Finally, there are other cyclones that occur in the southern part of the Pacific
ocean and also the Indian Ocean, and those tend to make landfall either on the east coast of
Africa, or sometimes on various parts of the northern coasts of Australia, and also some of the
islands around there. Interestingly, there are essentially no tropical cyclones that form
off the coast of South America, either in the South Atlantic or in the eastern part of the South
Pacific Ocean. The reason for that appears to be the nature of the ocean currents that operate in that
area which give rise to much cooler surface water than exists in the other regions of the ocean,
thereby the surface of the ocean is not sufficiently warm to provide enough energy to sustain
a tropical cyclone. So you might predict that you would have a lot of cyclones hitting, say,
Brazil, but in fact they essentially never get tropical cyclones because the water there
appears to be too cold. Let's now move on from tropical cyclones and talk a bit about thunderstorms.
A thunderstorm, also known as a lightning or an electrical storm, is a storm that is characterized by the presence of lightning and its acoustic effect, which is called thunder.
So I'm sure everyone knows that lightning is produced by the separation of electric charge within a cloud, so that you have a charge region near the base of the cloud, which then, once it reaches a certain threshold, equalizes or sort of discharges with the ground by ejecting a bolt of lightning.

......

**Work to complete**
1. Do these statements agree with the passage on cyclones and thunderstorms? For each, answer yes or no and quote the words that decide it.
(a) Tropical cyclones essentially never form off the coast of South America.
(b) Brazil is often hit by tropical cyclones.
(c) A thunderstorm is also called an electrical storm.
2. Could you extend the passage on cyclones and thunderstorms, picking up right after its last sentence?
The material that comes next is separate from the passage on cyclones and thunderstorms.

......

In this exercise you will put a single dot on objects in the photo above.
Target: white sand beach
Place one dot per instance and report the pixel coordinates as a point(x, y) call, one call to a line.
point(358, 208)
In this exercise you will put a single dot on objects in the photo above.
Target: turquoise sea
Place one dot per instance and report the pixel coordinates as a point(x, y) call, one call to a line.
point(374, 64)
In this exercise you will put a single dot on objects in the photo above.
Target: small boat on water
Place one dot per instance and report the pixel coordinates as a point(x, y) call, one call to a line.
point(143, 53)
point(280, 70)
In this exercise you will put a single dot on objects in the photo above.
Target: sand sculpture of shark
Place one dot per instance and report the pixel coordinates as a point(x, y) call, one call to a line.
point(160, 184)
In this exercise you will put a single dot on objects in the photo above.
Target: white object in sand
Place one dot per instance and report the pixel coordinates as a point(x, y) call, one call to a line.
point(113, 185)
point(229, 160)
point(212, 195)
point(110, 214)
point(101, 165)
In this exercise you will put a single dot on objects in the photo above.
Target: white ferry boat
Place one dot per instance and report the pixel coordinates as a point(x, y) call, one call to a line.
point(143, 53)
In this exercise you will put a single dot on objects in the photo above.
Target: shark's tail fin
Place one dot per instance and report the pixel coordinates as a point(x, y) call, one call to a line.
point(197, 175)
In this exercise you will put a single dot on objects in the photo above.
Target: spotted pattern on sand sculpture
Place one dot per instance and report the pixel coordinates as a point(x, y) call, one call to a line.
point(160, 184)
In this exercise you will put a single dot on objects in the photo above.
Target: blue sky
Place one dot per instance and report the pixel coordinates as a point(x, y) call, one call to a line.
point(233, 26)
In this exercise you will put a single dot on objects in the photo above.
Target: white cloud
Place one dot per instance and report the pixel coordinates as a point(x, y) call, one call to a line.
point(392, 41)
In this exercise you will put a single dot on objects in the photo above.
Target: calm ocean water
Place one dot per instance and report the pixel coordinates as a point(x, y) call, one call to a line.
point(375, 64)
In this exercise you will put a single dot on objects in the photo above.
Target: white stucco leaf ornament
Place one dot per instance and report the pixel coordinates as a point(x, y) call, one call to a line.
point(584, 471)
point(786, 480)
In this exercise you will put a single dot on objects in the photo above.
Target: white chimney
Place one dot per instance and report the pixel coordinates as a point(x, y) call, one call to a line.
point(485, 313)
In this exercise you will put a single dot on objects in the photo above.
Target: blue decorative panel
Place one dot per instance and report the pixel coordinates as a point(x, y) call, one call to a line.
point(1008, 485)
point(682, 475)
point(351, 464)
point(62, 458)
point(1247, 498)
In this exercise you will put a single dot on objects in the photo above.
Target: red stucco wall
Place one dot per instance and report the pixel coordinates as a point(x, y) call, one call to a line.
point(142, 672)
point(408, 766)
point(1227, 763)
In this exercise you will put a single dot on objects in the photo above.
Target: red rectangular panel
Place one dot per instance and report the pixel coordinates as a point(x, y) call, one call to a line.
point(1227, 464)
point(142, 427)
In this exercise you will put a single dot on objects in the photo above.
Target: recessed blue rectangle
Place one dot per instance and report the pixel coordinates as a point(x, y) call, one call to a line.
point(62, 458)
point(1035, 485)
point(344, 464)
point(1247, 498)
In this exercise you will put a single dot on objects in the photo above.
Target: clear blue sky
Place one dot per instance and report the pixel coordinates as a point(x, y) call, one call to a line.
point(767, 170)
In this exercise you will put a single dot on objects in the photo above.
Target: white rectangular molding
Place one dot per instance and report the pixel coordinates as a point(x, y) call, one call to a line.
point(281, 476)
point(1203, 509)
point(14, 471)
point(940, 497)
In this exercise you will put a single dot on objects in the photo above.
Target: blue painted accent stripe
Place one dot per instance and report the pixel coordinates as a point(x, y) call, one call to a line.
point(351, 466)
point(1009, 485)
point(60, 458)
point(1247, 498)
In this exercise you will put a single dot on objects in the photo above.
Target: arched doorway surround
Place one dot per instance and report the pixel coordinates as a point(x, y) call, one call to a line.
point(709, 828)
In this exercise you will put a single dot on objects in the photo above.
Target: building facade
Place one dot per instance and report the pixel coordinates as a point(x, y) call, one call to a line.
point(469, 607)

......

**Answer list**
1.
(a) Yes: "there are essentially no tropical cyclones that form off the coast of South America"
(b) No: "they essentially never get tropical cyclones because the water there appears to be too cold"
(c) Yes: "also known as a lightning or an electrical storm"

2.
There are many different types of lightning, and exactly how they form is quite complicated.
So I want to focus here more on the weather aspect than the electrical aspects.
But just as people probably know, that the charge separation gives rise to the electrical phenomena of lightning, which then equalizes the charges.
The acoustic effect that we hear as a result of that is known as thunder.
So thunder always occurs after lightning because it takes time for the sound to travel, and if you are good at some sort of.
of measuring time, you can count how long after you see the lightning, you observe or you hear the
thunder, and that gives you an idea of how far away the lightning occurred. Of course, it can be
difficult sometimes to isolate whether a particular thunder clap is due to a particular bolt of
lightning if you have an electrical storm with a fair bit of lightning, and sometimes you have lightning
that goes from one point in the cloud to another point in the cloud, and so you don't see a bolt
that's visible on the surface, it can be a little hard to trace exactly what belongs to what.
But anyway, that's what gives rise to those phenomena.
The charge differential itself, which is equalized eventually by lightning bolts, is the result of friction, essentially, between the movement of air and carrying moisture with it as it moves in the cloud that gives rise to the thunderstorm.
So thunderstorms usually occur in highly vertically stratified clouds.
So if you recall back in the previous episode where we talked about the different types of clouds,
I didn't say that much about the vertically stratified clouds because I wanted to talk about them more in this episode
when we discussed weather in more detail because it's these types of clouds that give rise to most of the weather phenomenon
that we're familiar with in particular thunderstorms.
The most common and well-known type of vertically stratified cloud that we're going to focus on here are the cumulonimbus clouds.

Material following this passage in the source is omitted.